### Directions
Tally the lines in the data below that contain the word "sign" and give only that number.

### Source material

"""

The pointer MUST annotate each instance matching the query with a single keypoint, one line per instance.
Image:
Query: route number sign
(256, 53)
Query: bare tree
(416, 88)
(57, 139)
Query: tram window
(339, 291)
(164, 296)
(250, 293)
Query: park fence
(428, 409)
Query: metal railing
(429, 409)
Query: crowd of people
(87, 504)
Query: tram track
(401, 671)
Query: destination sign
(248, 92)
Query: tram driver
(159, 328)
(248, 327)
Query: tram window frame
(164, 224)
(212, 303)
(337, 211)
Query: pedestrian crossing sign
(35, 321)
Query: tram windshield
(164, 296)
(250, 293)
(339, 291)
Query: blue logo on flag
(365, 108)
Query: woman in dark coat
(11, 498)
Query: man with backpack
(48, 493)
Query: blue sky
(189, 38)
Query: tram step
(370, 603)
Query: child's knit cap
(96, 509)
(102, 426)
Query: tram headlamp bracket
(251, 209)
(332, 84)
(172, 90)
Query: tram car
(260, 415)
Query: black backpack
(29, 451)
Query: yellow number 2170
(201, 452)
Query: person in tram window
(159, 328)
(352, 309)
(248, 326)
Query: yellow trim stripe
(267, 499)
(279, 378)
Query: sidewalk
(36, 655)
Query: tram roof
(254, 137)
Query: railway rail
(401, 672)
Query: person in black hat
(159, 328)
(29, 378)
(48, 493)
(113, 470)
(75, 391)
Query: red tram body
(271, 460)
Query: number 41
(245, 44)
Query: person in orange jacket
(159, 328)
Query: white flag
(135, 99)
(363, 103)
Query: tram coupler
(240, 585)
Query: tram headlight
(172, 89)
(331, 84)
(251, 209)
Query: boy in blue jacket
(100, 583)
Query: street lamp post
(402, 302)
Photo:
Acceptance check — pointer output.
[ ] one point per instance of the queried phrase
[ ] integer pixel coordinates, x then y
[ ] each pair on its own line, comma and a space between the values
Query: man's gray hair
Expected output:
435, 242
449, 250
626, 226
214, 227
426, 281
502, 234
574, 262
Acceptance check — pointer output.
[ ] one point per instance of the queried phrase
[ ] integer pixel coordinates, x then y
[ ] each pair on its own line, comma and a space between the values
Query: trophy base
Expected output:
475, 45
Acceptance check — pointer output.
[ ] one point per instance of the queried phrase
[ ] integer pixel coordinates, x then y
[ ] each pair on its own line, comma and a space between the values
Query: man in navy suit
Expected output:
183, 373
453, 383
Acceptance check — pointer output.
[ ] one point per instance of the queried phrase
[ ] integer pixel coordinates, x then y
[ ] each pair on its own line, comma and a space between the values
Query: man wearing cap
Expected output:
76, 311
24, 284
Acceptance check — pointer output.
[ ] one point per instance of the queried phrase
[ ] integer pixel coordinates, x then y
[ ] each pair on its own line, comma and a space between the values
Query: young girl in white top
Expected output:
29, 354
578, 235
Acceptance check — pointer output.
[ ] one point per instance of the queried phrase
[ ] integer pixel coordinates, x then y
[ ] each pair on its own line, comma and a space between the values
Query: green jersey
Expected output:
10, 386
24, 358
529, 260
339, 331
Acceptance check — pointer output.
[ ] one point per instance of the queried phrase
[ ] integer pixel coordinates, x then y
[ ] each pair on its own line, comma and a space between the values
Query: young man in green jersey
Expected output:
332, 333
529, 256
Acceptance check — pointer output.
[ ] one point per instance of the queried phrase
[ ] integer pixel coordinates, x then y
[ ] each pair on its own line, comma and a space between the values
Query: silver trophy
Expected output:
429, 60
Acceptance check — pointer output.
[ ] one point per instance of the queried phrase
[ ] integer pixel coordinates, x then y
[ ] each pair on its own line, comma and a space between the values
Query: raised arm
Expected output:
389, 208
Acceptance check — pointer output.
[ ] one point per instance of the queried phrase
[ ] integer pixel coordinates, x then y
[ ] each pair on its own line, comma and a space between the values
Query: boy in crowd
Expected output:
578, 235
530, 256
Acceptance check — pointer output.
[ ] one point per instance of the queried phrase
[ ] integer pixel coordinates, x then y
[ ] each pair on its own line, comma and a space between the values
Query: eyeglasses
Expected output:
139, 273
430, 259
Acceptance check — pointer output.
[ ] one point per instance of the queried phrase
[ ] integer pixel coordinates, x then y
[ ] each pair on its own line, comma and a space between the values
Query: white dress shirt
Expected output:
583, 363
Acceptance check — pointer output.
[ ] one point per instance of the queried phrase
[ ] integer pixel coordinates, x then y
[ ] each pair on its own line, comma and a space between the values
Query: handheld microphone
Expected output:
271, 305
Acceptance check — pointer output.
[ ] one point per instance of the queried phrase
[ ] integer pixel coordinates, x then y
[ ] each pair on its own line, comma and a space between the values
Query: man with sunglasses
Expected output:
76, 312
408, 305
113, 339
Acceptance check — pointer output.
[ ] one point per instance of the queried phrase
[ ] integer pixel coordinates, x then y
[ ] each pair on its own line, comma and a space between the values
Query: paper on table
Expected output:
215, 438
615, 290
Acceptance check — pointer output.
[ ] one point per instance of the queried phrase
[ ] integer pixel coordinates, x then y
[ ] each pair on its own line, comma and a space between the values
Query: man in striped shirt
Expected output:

"""

### Solution
3